Directions for this task » Please duplicate the following lines word for word, starting at the line that contains "287, row 384." and stopping after the line that contains "column 202, row 391".

-- START OF Input records --

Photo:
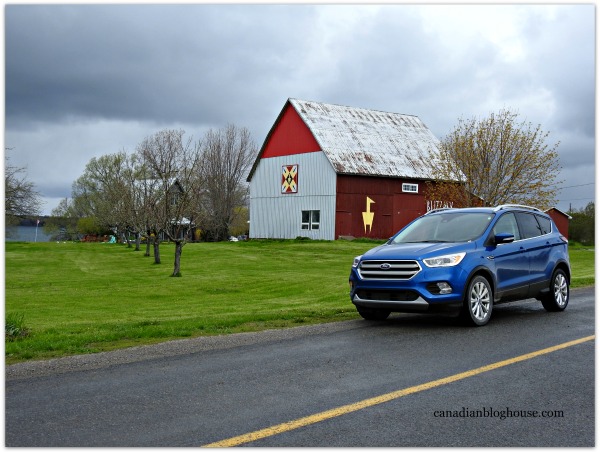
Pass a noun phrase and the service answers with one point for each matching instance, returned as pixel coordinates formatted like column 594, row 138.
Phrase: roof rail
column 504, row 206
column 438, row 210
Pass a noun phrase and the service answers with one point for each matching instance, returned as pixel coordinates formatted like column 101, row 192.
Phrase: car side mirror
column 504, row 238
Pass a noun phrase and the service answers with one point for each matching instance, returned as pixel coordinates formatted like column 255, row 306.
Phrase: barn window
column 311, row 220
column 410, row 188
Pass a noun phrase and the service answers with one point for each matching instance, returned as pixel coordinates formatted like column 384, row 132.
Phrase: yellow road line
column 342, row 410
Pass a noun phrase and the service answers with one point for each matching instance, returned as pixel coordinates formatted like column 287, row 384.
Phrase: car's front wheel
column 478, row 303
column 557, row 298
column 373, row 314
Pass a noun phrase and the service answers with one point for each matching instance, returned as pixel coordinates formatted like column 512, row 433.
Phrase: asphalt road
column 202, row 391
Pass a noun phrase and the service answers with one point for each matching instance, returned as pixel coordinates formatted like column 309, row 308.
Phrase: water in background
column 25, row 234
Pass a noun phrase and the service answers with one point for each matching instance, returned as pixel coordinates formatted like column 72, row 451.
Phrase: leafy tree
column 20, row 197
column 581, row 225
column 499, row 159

-- END OF Input records --
-- START OF Input records --

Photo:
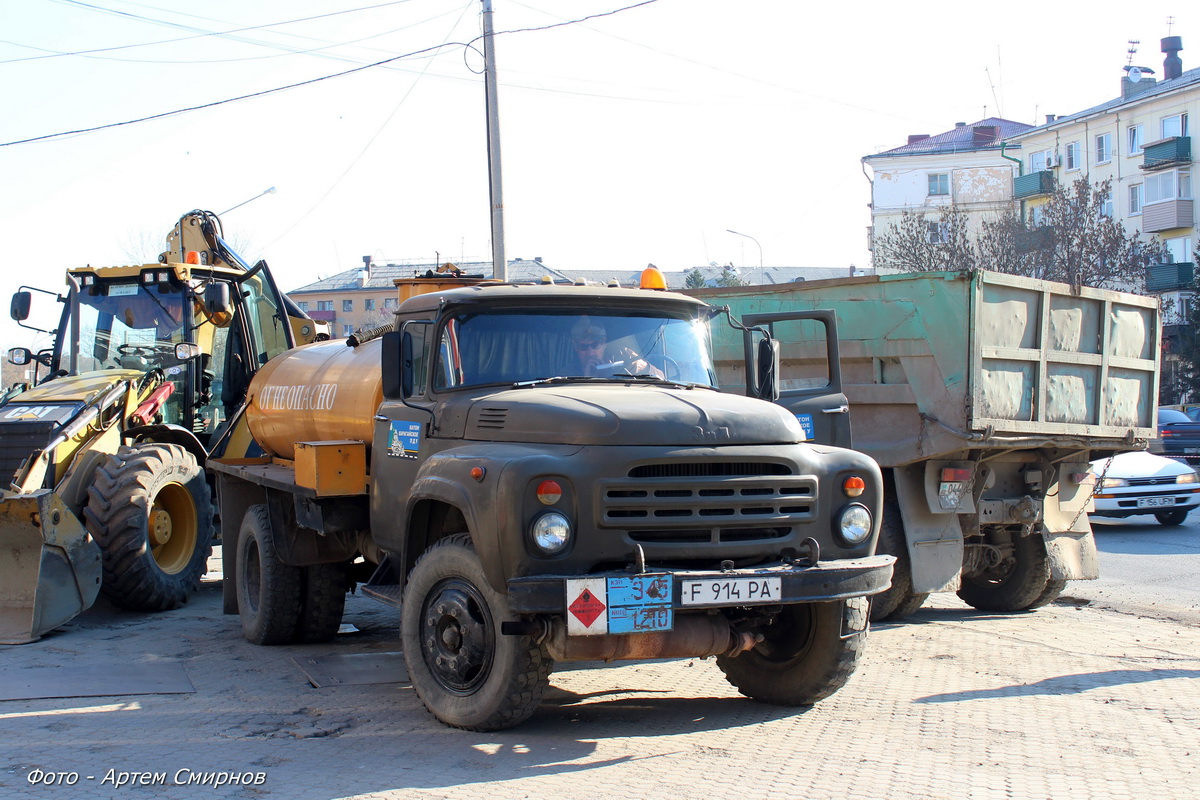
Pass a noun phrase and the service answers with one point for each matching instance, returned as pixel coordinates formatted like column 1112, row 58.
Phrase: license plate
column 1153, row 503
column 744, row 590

-- END OF Input records --

Finished exercise »
Pass a noun phrase and the service answers with one point for each matching instance, returned as pixel coordinates formatted like column 287, row 384.
Phrase: car's front wheel
column 478, row 303
column 557, row 298
column 373, row 314
Pass a noun phrase and the service answers with one point for each matching instance, returned as pixel coordinates formatted like column 512, row 433.
Phrase: asphalt road
column 202, row 391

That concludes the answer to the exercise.